> EXTRAIT DU TEXTE:
※ ※ ※
Créer un site internet, tourner une vidéo, monter un événement... A partir de projets concrets, les étudiants investis dans les missions professionnelles développent des compétences utiles pour la suite de leur parcours. Le point sur ce dispositif innovant et interdisciplinaire, qui fête ses six ans d'existence, avec ses coordinatrices, Stéphanie Nolot et Marion Huber.

A l'origine de chaque mission professionnelle, il y a un besoin précis et concret. A l’instar des projets tuteurés des IUT ou écoles, les missions professionnelles constituent de véritables mises en situation, au plus près de la réalité du terrain et du monde professionnel, soulignent ses coordinatrices, Stéphanie Nolot et Marion Huber.

Organiser un concours de critiques cinématographiques ; développer un site internet ; réaliser une vidéo de promotion de la mobilité étudiante en Russie ; élaborer des itinéraires touristiques insolites, ou monter une exposition au Shadok : voilà quelques-unes des missions confiées aux étudiants, cette année universitaire 2022-2023. Autre exemple, en 2017-2018, les étudiants ont créé un spectacle consacré au centenaire de la Grande Guerre. Ces missions professionnelles offrent l’opportunité aux étudiants de mener des projets interdisciplinaires avec des camarades d’autres formations ou d’autres composantes, et d’apprendre ensemble de leurs compétences respectives, estiment les deux coordinatrices. Ces compétences, ils peuvent ensuite les valoriser et les remettre à profit dans leur formation, lors d'un stage ou dans le cadre de leur insertion professionnelle.

Mode projet

Des expériences de terrain menées en mode projet, sous la responsabilité d’un tuteur ou d’une tutrice. Une personne au regard neutre, extérieure au projet, chargée d'entretenir la dynamique de groupe et de jouer un rôle de conseil pour la méthode et les apprentissages. Les projets sont apportés par des commanditaires, issus d'un réseau qui ne cesse de s'étoffer au fil des éditions : l'entreprise Quill's Keeper, le Cabaret du chat, le Shadok, le Service universitaire de l'action culturelle (Suac), les associations étudiantes Unigames et Krujok...

L’évaluation s’articule autour de plusieurs étapes qui jalonnent le projet : La note de cadrage, la soutenance avec "pitch", et le bilan personnel. Les groupes, de trois à six membres, sont dimensionnés en fonction de la taille du projet, qui se déroule le temps d'un semestre. Chaque année, le dispositif accueille une centaine d’étudiants. Chacun participe à un projet qu’il a choisi en fonction de ses compétences, de ses envies, et de ce qu’il souhaite développer. Selon leur parcours, cela leur rapporte trois crédits ECTS et/ou une attestation de compétences. Certains étudiants choisissent de réitérer l’expérience parfois plusieurs semestres de suite ! Les commanditaires, souvent désireux de bénéficier du regard et de l'énergie d'étudiants sur leur projet, s'avèrent aussi ravis de l'expérience.
※ ※ ※
> EXTRAIT DE DONNÉES:
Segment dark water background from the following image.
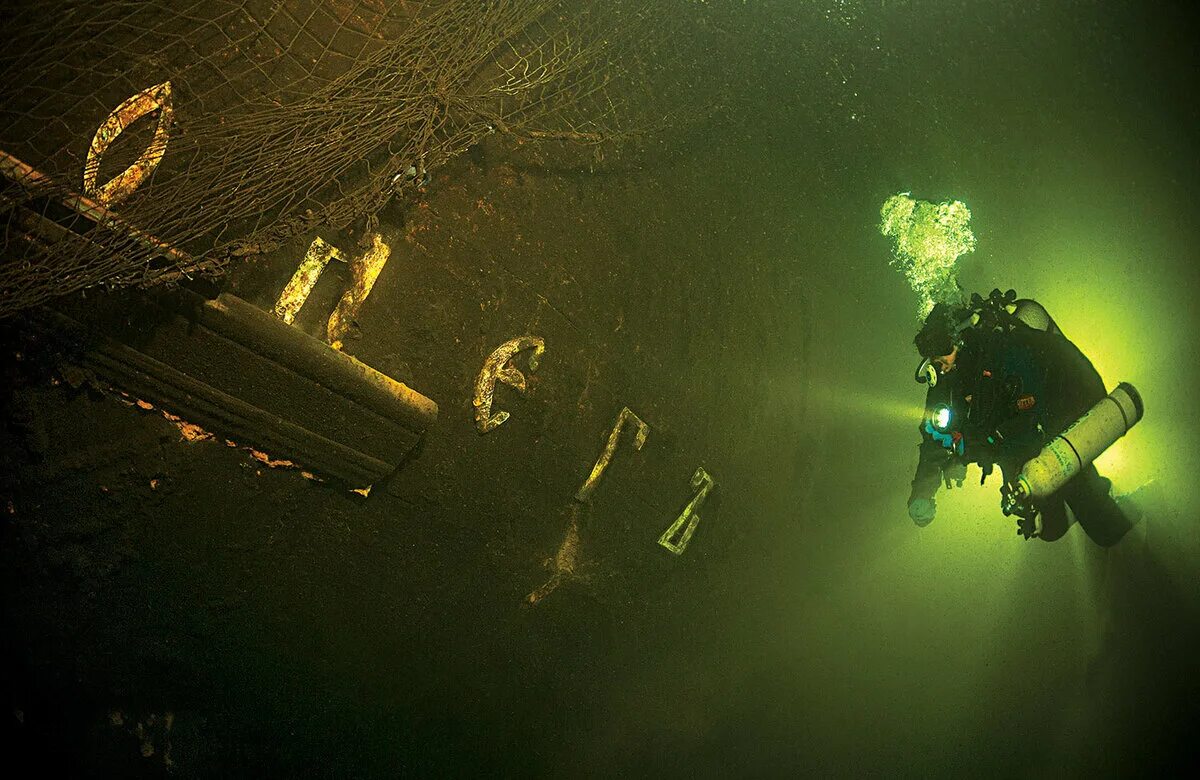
※ ※ ※
> À FAIRE: Réécrivez le passage du texte sur les missions professionnelles qui s'ouvre sur les mots contenant "Créer un site" et se ferme sur "soulignent ses coordinatrices, Stéphanie Nolot et Marion Huber.", en remplaçant "coordinatrices" par "responsables".

> RÉPONSE:
Créer un site internet, tourner une vidéo, monter un événement... A partir de projets concrets, les étudiants investis dans les missions professionnelles développent des compétences utiles pour la suite de leur parcours. Le point sur ce dispositif innovant et interdisciplinaire, qui fête ses six ans d'existence, avec ses responsables, Stéphanie Nolot et Marion Huber.

A l'origine de chaque mission professionnelle, il y a un besoin précis et concret. A l’instar des projets tuteurés des IUT ou écoles, les missions professionnelles constituent de véritables mises en situation, au plus près de la réalité du terrain et du monde professionnel, soulignent ses responsables, Stéphanie Nolot et Marion Huber.